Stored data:
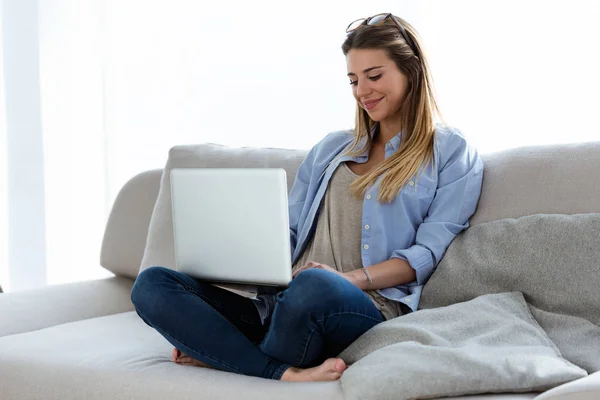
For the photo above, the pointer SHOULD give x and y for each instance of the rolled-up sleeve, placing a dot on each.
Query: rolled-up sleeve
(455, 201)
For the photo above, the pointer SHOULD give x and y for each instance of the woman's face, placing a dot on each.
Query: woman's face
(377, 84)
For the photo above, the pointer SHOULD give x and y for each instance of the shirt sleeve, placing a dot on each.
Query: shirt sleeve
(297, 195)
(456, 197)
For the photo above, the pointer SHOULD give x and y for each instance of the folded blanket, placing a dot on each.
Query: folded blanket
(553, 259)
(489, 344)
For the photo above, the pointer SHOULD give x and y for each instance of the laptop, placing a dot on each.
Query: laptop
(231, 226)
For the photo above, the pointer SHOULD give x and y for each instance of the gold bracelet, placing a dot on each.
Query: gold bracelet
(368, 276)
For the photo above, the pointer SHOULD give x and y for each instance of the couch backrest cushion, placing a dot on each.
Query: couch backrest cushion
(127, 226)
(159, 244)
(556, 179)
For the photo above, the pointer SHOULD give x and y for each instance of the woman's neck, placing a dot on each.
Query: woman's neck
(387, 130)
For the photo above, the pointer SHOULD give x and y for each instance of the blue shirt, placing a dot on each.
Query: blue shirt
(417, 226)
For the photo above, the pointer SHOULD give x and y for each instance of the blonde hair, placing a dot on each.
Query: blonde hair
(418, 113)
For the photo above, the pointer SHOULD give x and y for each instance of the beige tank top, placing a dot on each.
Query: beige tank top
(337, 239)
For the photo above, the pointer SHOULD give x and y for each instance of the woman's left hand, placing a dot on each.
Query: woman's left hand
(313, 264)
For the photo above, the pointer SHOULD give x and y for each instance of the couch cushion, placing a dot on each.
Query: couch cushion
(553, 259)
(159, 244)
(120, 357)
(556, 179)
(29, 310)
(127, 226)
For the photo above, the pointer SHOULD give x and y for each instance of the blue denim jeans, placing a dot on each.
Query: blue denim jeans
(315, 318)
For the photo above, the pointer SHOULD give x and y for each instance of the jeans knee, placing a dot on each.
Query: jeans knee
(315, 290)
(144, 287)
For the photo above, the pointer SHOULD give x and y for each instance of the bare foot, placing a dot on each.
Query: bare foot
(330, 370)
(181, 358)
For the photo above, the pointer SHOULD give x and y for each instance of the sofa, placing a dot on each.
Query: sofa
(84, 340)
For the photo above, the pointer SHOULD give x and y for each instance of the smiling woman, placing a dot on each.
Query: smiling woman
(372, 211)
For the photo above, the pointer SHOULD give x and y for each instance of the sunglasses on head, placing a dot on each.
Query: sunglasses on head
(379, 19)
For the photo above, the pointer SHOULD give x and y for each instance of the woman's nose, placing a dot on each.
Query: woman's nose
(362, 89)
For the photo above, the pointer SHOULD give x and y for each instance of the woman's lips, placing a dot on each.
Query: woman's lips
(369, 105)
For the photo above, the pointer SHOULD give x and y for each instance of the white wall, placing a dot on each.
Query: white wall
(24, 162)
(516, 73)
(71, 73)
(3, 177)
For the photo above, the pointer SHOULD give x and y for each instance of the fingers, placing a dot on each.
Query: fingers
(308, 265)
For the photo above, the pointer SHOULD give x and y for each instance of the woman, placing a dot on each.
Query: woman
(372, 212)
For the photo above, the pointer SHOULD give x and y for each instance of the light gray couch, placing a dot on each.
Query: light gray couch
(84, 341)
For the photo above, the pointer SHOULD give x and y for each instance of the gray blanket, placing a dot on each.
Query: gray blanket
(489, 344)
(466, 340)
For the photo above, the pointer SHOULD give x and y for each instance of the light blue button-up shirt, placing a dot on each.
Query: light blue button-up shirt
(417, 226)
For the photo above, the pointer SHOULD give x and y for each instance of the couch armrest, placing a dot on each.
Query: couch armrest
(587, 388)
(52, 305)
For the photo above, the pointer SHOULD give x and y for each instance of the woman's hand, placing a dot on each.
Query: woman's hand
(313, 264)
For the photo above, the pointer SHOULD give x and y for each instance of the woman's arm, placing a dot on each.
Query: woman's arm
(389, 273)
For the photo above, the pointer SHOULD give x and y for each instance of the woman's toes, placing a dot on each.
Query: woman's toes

| Try it |
Copy every line in the data above that has the string "toes" in it.

| Answer to this exercise |
For the photo above, the pointer SHOULD give x and y for each instance of the woman's toes, placing a dot on each.
Query: woman's toes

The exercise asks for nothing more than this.